- [Directions]: Format every line of the entries below as a numbered list, skipping blank lines. Leave the pictures out of your answer.

- [Given data]:
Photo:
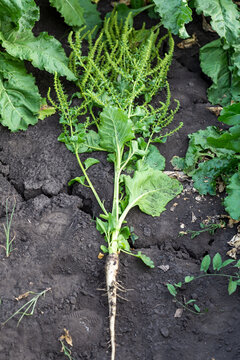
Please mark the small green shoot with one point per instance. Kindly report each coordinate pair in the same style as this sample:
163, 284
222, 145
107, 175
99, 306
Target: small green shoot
217, 265
68, 339
7, 230
28, 308
210, 228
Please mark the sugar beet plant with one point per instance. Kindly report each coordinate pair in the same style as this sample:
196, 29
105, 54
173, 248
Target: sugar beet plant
117, 80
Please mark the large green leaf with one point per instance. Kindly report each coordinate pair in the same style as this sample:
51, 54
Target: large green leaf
19, 97
151, 190
232, 201
215, 62
224, 17
78, 12
44, 51
228, 140
174, 14
23, 14
115, 129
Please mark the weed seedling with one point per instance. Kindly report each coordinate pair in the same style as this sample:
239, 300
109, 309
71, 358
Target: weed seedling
217, 265
7, 230
68, 339
28, 308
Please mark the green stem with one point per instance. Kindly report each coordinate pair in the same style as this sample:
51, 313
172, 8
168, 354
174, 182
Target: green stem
90, 184
117, 173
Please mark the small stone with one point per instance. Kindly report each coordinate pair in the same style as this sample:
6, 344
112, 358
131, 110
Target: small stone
73, 300
147, 231
164, 331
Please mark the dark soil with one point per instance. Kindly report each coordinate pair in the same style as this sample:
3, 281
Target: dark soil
57, 244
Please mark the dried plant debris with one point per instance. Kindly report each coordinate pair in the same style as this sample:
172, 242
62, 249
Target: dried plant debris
23, 296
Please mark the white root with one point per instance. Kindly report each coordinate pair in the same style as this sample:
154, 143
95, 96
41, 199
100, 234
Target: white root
111, 270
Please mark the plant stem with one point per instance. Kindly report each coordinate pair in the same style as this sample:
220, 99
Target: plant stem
90, 184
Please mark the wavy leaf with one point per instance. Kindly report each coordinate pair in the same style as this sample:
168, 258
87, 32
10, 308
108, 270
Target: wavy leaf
78, 12
151, 190
174, 14
44, 51
23, 14
115, 129
19, 96
224, 17
215, 60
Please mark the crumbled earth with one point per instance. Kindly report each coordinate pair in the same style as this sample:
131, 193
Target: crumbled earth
56, 244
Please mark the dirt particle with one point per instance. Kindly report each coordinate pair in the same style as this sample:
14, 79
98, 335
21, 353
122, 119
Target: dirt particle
165, 332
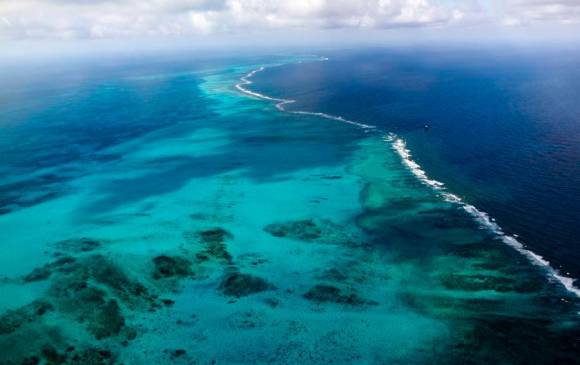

- [The solution]:
1. Photo:
2. Please mark the small green shoot with one point per instance. Kindly report each coordinate pair in the same style as this sample:
3. 163, 284
4. 222, 145
5. 107, 175
6. 99, 306
7. Target: small green shoot
8. 217, 265
9. 68, 339
10. 7, 230
11. 28, 308
12. 210, 228
13. Please mark the sugar beet plant with one point per instance. Kindly report each coordinate pair in the same style as this sample:
14. 196, 29
15. 105, 54
16. 173, 248
17. Target: sugar beet plant
18. 117, 80
19. Please mark the large green leaf with one point per instance. Kindly report each coordinate pair in the same style as this sample:
20. 51, 54
21. Target: large green leaf
22. 19, 97
23. 151, 190
24. 232, 201
25. 215, 62
26. 224, 17
27. 78, 12
28. 44, 51
29. 228, 140
30. 174, 14
31. 23, 14
32. 115, 129
33. Please mark the weed seedling with one point per instance. Kindly report each coordinate pair in the same style as this sample:
34. 239, 300
35. 109, 309
36. 71, 358
37. Target: weed seedling
38. 217, 265
39. 7, 230
40. 68, 339
41. 28, 308
42. Please mark the green stem with one point per instance. Kindly report each coordinate pair in the same style as this sample:
43. 51, 313
44. 172, 8
45. 168, 354
46. 174, 182
47. Target: green stem
48. 90, 184
49. 117, 173
50. Please mark the small stone with one point per instance. Kindly report each coordinate pair in the same style as this sample:
51. 6, 344
52. 112, 358
53. 131, 110
54. Target: small stone
55. 73, 300
56. 147, 231
57. 164, 331
58. Please mark the dark soil with one point per instance. Kindly report each coordinate pair in the same style as this sample:
59. 3, 281
60. Target: dark soil
61. 57, 244
62. Please mark the dried plant debris with one point per instance. Kindly report each coordinate pair in the same style as this sample:
63. 172, 242
64. 62, 249
65. Target: dried plant debris
66. 23, 296
67. Please mark the white root with one point per instance. Kindly report each coordinate pair in the same style as this sample:
68. 154, 143
69. 95, 96
70. 41, 199
71. 100, 234
72. Target: white root
73. 111, 270
74. Please mark the plant stem with one point per instance. Kindly report each coordinate pair in the same style as this sample:
75. 220, 99
76. Target: plant stem
77. 90, 184
78. Please mark the wavy leaf with one point per instance. Kindly report each coordinate pair in the same style as this sample:
79. 168, 258
80. 87, 32
81. 10, 308
82. 108, 270
83. Target: wavy leaf
84. 78, 12
85. 151, 190
86. 174, 14
87. 44, 51
88. 23, 14
89. 115, 129
90. 19, 96
91. 224, 17
92. 215, 60
93. Please mark the crumbled earth with one point per instance. Kindly report each coordinate pair in the same style as this sample:
94. 131, 193
95. Target: crumbled earth
96. 56, 244
97. Please mark the dirt particle with one point per instance. Kindly report each coordinate pair in the same style as this sample:
98. 14, 79
99. 98, 335
100. 21, 353
101. 122, 119
102. Target: dirt particle
103. 165, 332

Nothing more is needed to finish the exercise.